* [Texte fourni]:

++++++++

Or l’Escriture parlant de la justice de foy, nous meine bien ailleurs : c’est qu’elle nous enseigne de nous destourner du regard de nos œuvres, pour regarder seulement la miséricorde de Dieu, et la parfaite saincteté de Christ. Car elle nous monstre cest ordre de justification, que du commencement Dieu reçoit le pécheur de sa pure et gratuite bonté, ne regardant rien en luy dont il soit esmeu à miséricorde, que la misère : d’autant qu’il le voit desnué entièrement et vuide de bonnes œuvres : et pourtant il prend de soy-mesme la cause de luy bien faire. En après il touche le pécheur du sentiment de sa bonté, afin que se desfiant de tout ce qu’il a, il remette toute la somme de son salut en ceste miséricorde qu’il luy fait. Voylà le sentiment de foy, par lequel l’homme entre en possession de son salut, quand il se recognoist par la doctrine de l’Evangile estre réconcilié à Dieu, entant que par le moyen de la justice de Christ ayant obtenu rémission de ses péchez, il est justifié. Et combien qu’il soit régénéré par l’Esprit de Dieu, si ne se repose-il pas sur les bonnes œuvres lesquelles il fait : mais est asseuré que sa justice perpétuelle gist en la seule justice de Christ. Quand toutes ces choses auront esté espluchées particulièrement, ce que nous tenons de ceste matière sera facilement expliqué, Combien qu’elles seront mieux digérées, si nous les mettons en autre ordre que nous ne les avons proposées : Mais il n’en peut guères chaloir, moyennant qu’elles soyent tellement déduites, que toute la chose soit bien entendue.

++++++++

(Entrées de données enregistrées)
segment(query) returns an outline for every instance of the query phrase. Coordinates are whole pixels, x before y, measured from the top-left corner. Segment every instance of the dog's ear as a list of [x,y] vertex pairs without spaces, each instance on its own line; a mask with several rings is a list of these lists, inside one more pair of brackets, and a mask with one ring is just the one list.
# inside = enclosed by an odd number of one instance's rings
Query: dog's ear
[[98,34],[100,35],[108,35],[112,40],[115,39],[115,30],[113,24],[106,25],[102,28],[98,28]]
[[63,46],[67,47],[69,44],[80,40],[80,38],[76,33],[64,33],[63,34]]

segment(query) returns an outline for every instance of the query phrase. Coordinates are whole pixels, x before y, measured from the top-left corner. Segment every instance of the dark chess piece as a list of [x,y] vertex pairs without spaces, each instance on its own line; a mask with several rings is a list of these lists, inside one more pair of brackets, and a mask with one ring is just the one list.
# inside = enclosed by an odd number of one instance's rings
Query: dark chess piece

++++++++

* [Exercices proposés]:
a – D'après le texte sur la justice de foi, quelle est la seule chose que Dieu regarde dans le pécheur lorsqu'il le reçoit ?
b – Traduisez en anglais cette phrase du texte sur la justice de foi : « Et combien qu'il soit régénéré par l'Esprit de Dieu, si ne se repose-il pas sur les bonnes œuvres lesquelles il fait : mais est asseuré que sa justice perpétuelle gist en la seule justice de Christ. »
c – Poursuivez le texte sur la justice de foi après sa dernière phrase.

* [Réponses par exercice]:
a – Sa misère.

b – And although he is regenerated by the Spirit of God, he does not rely on the good works he does, but is assured that his everlasting righteousness lies in the righteousness of Christ alone.

c –
3.11.17

Il nous faut yci souvenir de la correspondance que nous avons mise ci-dessus entre la foy et l’Evangile. Car nous disons que la foy justifie, d’autant qu’elle reçoit la justice offerte en l’Evangile. Or si en l’Evangile la justice nous est offerte, par cela est forclose toute considération des œuvres. Ce que sainct Paul monstre souventesfois : mais principalement en deux lieux. Car en l’Epistre aux Romains, comparant la Loy avec l’Evangile, il parle ainsi, La justice qui est de la Loy, dit-il, est que quiconques fera le commandement de Dieu, vivra : mais la justice de foy dénonce salut à celuy qui croira de cœur, et confessera de bouche Jésus-Christ, et que le Père l’a ressuscité des morts Rom. 10.5, 9. Ne voyons-nous pas bien qu’il met ceste différence entre la Loy et l’Evangile, que la Loy assigne la justice aux œuvres : l’Evangile la donne gratuitement, sans avoir esgard aux œuvres ? C’est certes un lieu notable, et qui nous peut despescher de beaucoup de difficultez. Car c’est beaucoup fait, si nous entendons que la justice qui nous est donnée en l’Évangile, soit délivrée des conditions de la Loy. C’est la raison pourquoy il oppose tant souvent la Loy et la promesse, comme choses répugnantes. Si l’héritage, dit-il, vient de la Loy, ce n’est point de la promesse Gal. 3.18 : et autres sentences semblables qui sont au mesme chapitre. Il est certain que la Loy a aussi ses promesses. Il faut doncques que les promesses de l’Evangile ayent quelque chose de spécial et divers : si nous ne voulons dire que la comparaison soit inepte. Or que sera-ce, sinon qu’elles sont gratuites, et appuyées sur la seule miséricorde de Dieu : comme ainsi soit que les promesses légales dépendent de la condition des œuvres ? Et ne faut point que quelqu’un gergonne yci, que sainct Paul ait simplement voulu réprouver la justice que les hommes présument d’apporter à Dieu de leur franc arbitre, et de leurs forces naturelles : veu que sainct Paul sans exception prononce que la Loy n’a rien proufité en commandant, veu que nul ne l’accomplit non-seulement du vulgaire, mais des plus parfaits. Certes la dilection est le principal article de la Loy, veu que Christ nous forme et induit à icelle : pourquoy doncques ne sommes-nous justes en aimant Dieu et nos prochains, sinon que la dilection est tant débile et imparfaite aux plus saincts, qu’ils ne méritent point d’estre prisez ou acceptez de Dieu ?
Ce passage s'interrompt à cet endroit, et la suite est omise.